-- start of DATA PROVIDED --

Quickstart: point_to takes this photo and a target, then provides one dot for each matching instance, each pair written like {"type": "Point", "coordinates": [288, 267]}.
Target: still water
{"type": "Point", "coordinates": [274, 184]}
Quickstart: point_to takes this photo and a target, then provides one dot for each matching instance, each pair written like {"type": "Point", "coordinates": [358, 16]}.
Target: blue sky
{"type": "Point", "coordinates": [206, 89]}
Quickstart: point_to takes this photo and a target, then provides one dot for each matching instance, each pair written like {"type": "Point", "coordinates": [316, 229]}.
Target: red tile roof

-- end of DATA PROVIDED --
-- start of DATA PROVIDED --

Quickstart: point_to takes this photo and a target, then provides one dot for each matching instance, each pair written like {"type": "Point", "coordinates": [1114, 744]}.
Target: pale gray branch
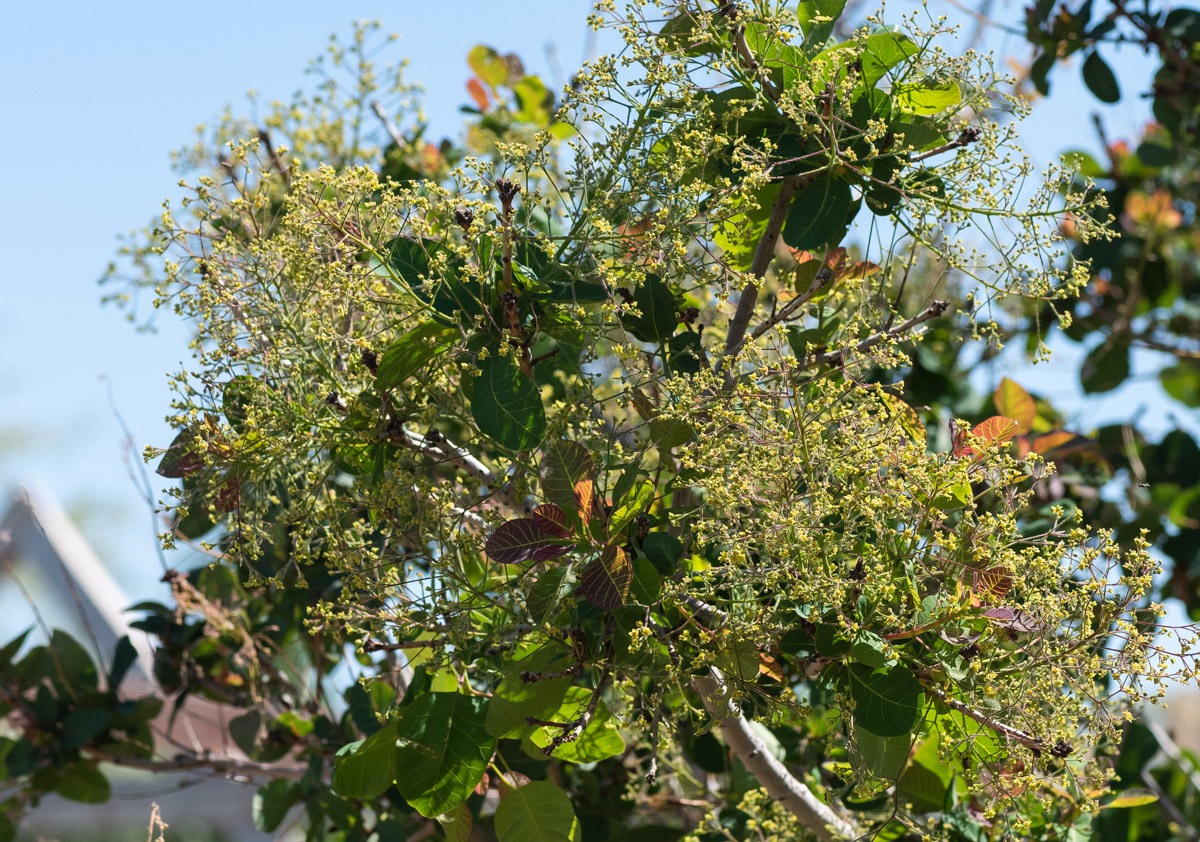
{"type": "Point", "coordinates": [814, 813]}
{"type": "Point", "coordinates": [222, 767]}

-- end of DATA PROVIDED --
-- start of DATA PROVIDED --

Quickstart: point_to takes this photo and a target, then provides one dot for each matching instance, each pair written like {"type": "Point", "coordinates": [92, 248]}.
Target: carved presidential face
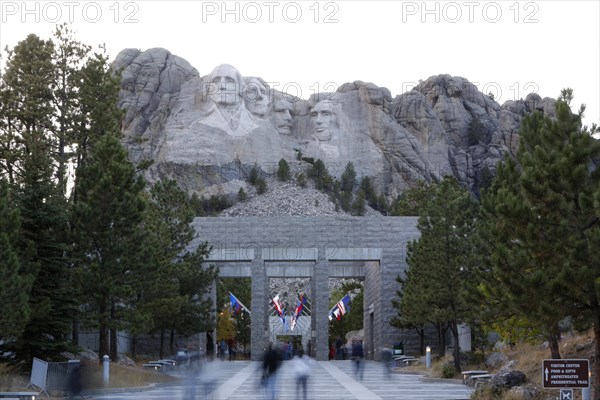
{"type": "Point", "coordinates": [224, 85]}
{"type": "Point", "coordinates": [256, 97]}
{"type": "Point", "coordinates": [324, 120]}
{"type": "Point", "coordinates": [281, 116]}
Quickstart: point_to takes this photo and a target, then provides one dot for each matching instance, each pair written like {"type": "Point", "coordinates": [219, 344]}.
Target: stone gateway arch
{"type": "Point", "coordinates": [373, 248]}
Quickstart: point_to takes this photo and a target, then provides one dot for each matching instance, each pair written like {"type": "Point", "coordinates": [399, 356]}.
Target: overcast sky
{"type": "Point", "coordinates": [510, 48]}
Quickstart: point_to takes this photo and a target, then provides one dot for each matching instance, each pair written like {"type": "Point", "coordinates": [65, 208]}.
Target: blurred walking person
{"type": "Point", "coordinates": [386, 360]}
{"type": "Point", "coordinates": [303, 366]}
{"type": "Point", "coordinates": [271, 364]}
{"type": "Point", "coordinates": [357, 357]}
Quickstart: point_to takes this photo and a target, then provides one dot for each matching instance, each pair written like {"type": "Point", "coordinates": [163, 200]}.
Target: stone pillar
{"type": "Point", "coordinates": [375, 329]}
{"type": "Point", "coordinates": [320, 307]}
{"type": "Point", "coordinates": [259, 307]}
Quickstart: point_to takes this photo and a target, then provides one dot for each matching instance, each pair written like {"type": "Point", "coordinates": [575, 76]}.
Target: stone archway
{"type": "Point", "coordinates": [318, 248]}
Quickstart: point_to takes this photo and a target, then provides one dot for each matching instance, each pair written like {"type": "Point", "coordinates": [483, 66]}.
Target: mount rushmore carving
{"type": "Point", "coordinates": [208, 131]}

-- end of DATA PROVIDED --

### [REQUIRED WORK]
Show each line of the material above that contains the word "stone", copying every such line in full. Case counts.

### [TASK RESPONSE]
Target: stone gateway arch
Target: stone pillar
Target: stone archway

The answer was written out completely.